>> Begin Data to use

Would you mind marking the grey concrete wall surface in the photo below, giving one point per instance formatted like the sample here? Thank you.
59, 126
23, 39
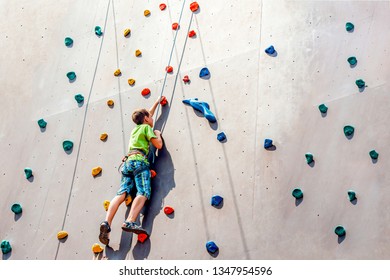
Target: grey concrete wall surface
253, 96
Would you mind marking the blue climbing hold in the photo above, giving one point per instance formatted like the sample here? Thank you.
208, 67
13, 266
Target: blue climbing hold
267, 143
203, 107
211, 247
216, 200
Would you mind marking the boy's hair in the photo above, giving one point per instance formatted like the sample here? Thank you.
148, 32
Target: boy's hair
139, 115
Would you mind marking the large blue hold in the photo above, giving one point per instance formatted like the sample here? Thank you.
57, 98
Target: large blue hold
211, 247
203, 107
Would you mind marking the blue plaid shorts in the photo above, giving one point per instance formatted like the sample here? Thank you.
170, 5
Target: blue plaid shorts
141, 180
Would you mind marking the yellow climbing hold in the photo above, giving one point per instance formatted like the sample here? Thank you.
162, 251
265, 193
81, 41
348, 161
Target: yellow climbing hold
96, 248
106, 204
96, 171
62, 235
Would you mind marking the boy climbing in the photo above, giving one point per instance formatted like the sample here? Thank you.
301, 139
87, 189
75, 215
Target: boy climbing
135, 173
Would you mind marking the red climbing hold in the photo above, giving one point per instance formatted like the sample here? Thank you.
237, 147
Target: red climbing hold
145, 91
168, 210
194, 6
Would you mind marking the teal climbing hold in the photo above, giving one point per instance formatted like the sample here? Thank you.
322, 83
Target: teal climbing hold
67, 145
28, 172
42, 123
16, 208
5, 247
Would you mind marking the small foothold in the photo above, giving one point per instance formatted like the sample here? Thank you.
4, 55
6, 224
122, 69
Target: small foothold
96, 248
5, 247
16, 208
323, 109
340, 231
42, 123
67, 145
211, 247
168, 210
297, 193
62, 235
268, 143
221, 136
68, 41
374, 154
96, 171
28, 172
71, 76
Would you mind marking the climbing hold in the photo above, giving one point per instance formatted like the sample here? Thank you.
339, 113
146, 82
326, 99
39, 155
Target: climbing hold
162, 6
194, 6
16, 208
106, 204
297, 193
221, 136
168, 210
68, 41
340, 231
323, 109
203, 107
103, 136
192, 33
71, 76
96, 171
67, 145
62, 235
79, 98
28, 172
96, 248
351, 195
211, 247
5, 247
145, 91
131, 82
309, 158
360, 83
42, 123
352, 60
374, 154
204, 72
270, 50
268, 143
349, 26
98, 31
117, 72
348, 130
175, 26
126, 32
216, 200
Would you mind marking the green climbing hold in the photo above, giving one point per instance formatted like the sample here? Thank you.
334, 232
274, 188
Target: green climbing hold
339, 230
323, 108
68, 145
68, 41
374, 154
5, 247
348, 130
28, 172
349, 26
16, 208
79, 98
42, 123
297, 193
352, 60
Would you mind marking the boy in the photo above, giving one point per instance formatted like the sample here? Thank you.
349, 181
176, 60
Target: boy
135, 172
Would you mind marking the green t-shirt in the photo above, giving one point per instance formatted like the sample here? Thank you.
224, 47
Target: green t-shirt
140, 139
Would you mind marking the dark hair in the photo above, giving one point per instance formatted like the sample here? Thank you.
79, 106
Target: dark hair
139, 115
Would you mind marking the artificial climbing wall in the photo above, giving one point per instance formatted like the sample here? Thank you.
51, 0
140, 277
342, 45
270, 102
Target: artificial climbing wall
254, 96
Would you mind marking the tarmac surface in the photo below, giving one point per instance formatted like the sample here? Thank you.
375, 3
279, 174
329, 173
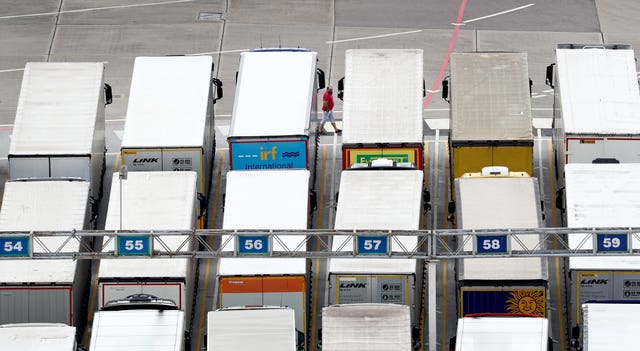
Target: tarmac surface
116, 31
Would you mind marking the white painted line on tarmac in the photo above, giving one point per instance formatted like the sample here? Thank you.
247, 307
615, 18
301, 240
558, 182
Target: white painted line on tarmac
374, 36
96, 9
219, 52
11, 70
493, 15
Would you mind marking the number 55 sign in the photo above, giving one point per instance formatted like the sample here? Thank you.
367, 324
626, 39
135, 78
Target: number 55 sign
134, 245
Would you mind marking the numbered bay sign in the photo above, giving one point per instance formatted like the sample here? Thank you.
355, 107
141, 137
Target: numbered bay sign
253, 245
372, 245
612, 243
491, 244
15, 246
134, 245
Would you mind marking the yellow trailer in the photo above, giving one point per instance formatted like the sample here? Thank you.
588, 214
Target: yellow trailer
490, 114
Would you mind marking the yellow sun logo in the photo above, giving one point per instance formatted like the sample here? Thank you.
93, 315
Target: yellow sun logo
527, 302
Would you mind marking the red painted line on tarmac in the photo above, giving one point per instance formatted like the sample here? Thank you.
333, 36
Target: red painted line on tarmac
445, 63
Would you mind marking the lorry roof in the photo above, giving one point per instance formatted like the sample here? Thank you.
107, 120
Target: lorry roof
490, 98
610, 326
502, 334
598, 90
381, 200
499, 202
139, 329
270, 199
37, 337
151, 200
250, 329
274, 94
168, 102
58, 108
602, 195
43, 205
383, 96
366, 327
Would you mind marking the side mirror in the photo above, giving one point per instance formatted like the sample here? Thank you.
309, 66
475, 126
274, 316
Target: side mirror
108, 94
218, 94
445, 89
321, 80
549, 76
341, 89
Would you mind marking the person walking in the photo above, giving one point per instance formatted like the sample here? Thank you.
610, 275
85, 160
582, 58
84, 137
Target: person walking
327, 111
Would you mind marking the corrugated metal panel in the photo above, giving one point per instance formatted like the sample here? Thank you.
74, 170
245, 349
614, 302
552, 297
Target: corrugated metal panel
383, 96
599, 91
43, 205
168, 102
137, 330
37, 337
486, 203
151, 200
366, 327
502, 334
602, 195
609, 326
378, 200
266, 200
57, 109
490, 97
274, 94
268, 329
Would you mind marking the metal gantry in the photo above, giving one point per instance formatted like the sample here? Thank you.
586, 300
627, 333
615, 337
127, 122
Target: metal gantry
214, 243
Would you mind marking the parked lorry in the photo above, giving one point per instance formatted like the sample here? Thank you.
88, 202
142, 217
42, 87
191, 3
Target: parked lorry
38, 337
45, 290
383, 195
146, 201
252, 328
500, 285
382, 92
596, 104
170, 119
598, 196
609, 325
369, 327
502, 333
139, 322
263, 136
59, 127
490, 112
270, 199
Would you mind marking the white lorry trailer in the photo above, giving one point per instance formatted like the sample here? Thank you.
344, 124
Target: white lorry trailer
270, 199
382, 118
45, 291
265, 134
596, 105
38, 337
366, 327
252, 328
610, 325
170, 118
140, 322
500, 285
143, 201
502, 333
59, 127
597, 196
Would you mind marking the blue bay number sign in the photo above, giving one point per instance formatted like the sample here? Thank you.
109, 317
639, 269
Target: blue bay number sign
612, 243
372, 245
253, 245
134, 245
15, 246
491, 244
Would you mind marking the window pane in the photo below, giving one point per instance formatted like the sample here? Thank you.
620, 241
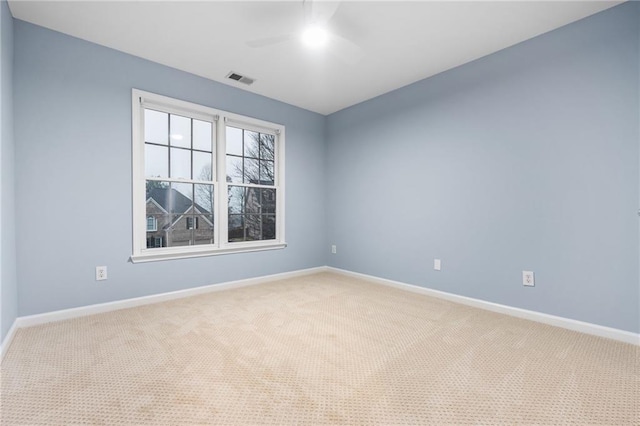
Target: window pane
156, 161
268, 227
202, 135
251, 144
236, 228
202, 166
266, 173
234, 141
178, 235
180, 131
180, 198
253, 227
236, 199
252, 201
251, 173
204, 198
180, 163
234, 169
204, 233
268, 201
156, 127
267, 144
156, 195
159, 192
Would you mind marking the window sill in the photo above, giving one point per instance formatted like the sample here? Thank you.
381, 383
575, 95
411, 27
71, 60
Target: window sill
171, 254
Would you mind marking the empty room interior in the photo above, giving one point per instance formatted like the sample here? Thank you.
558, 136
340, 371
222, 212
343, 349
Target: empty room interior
313, 212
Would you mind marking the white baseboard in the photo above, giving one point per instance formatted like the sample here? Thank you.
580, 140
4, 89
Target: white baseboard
580, 326
570, 324
4, 345
31, 320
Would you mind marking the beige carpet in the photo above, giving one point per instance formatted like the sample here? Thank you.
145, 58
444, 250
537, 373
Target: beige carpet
321, 349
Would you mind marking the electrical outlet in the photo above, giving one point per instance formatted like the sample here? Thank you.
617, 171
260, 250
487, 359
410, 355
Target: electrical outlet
101, 273
437, 264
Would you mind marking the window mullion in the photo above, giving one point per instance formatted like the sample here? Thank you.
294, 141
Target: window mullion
221, 173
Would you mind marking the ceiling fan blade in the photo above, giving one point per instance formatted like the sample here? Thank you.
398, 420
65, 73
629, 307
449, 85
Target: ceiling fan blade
268, 41
321, 12
345, 50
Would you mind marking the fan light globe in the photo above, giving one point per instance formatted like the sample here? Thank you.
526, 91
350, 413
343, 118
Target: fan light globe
315, 36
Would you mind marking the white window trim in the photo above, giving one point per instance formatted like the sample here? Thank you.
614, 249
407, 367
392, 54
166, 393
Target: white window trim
140, 99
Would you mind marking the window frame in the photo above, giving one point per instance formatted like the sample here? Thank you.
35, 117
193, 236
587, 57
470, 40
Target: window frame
220, 119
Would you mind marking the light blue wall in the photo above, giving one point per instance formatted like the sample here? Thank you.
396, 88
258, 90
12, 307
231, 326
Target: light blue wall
8, 277
526, 159
73, 175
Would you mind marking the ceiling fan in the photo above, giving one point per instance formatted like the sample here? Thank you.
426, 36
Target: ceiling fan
316, 33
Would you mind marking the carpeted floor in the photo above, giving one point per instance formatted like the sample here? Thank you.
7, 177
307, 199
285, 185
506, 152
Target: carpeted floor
320, 349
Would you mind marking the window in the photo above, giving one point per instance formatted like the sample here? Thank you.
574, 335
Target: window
192, 222
152, 224
207, 181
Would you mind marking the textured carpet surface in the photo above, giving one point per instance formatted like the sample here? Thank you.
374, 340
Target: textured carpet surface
320, 349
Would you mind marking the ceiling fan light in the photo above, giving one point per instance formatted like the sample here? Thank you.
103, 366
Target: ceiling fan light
315, 36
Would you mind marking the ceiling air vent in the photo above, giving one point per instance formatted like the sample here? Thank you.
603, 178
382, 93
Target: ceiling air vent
241, 78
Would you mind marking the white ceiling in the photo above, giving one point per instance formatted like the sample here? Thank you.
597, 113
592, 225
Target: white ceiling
402, 42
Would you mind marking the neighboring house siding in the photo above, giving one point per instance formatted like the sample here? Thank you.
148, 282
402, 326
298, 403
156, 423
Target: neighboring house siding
172, 229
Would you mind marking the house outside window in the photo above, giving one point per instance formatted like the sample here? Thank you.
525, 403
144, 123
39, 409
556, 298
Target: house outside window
207, 181
152, 224
192, 222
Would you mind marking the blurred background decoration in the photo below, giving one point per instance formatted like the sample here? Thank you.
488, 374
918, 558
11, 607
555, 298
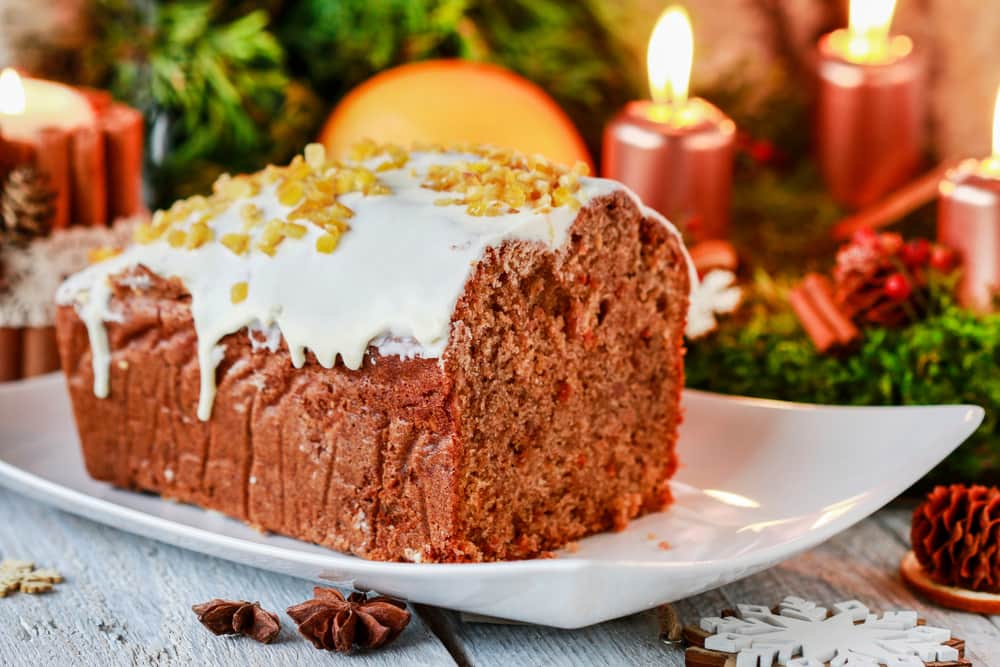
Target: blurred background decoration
232, 86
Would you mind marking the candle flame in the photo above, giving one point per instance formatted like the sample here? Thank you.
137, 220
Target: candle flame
669, 57
11, 92
868, 25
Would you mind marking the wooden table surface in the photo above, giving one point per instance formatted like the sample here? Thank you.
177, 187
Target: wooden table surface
126, 601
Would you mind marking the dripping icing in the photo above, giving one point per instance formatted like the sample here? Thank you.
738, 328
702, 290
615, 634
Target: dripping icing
374, 288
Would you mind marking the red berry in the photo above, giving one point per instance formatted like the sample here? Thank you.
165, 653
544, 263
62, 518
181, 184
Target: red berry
865, 236
942, 258
762, 151
897, 287
916, 252
891, 242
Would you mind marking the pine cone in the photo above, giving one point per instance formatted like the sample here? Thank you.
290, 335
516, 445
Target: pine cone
880, 280
956, 537
26, 205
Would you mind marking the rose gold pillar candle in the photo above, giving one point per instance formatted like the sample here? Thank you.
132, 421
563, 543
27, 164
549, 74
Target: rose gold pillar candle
969, 222
676, 153
870, 107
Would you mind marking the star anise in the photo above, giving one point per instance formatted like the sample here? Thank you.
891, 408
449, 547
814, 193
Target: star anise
238, 617
334, 623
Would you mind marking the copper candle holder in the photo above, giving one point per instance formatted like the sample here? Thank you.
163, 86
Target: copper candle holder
683, 171
969, 223
870, 119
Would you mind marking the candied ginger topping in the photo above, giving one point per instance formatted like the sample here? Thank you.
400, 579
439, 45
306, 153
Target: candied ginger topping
309, 187
503, 181
337, 254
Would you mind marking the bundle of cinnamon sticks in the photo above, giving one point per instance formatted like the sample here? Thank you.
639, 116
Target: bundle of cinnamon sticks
94, 172
828, 327
95, 175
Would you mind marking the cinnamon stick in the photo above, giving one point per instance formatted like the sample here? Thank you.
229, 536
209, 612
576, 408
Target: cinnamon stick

>> End Data to use

*To be done*: Return exactly the lines from the one containing "Would you mind marking the pine" through the last line of the records above, both included, and nothing else.

*Output for this task*:
Would you mind marking the pine cone in the photo above, giving one point per instance formatted like the sample here? Thank you.
290, 335
516, 445
Target: pine cone
880, 280
956, 537
26, 205
Would you mind marking the rose gold pillar candle in the photo above, giving one point per instance formatted like the sample here? Thank you.
132, 421
563, 543
27, 164
549, 74
Target: rose gold pillar candle
969, 222
676, 153
870, 107
Would you mind marking the star anise in the photo above, giving one point per instance formatted like the sample here? Thank you.
891, 408
449, 547
814, 193
Target: star anise
238, 617
334, 623
Would you mind marking the copper candle holder in the photo above, giving one point per instance formatted like the sample here? Thank you.
163, 86
Target: copper candle holder
683, 171
969, 223
870, 119
Would you mind marking the candied ginger topping in the photo above, giving one point per instance formatted like the sample here? Thank you.
400, 579
439, 45
306, 153
Target: candied ginger topping
309, 187
503, 181
337, 254
Would you mind marking the bundle of cinnamon sticks in the photo above, giving one point per instance formatted like the sample here? Thank you.
639, 116
Target: bundle of cinnamon sticks
94, 172
828, 327
95, 175
Would you mind marking the cinnamon stick in the photo above, giving one point per instance formatted like the sample here? Thank you.
229, 536
209, 612
576, 408
Target: cinnamon stick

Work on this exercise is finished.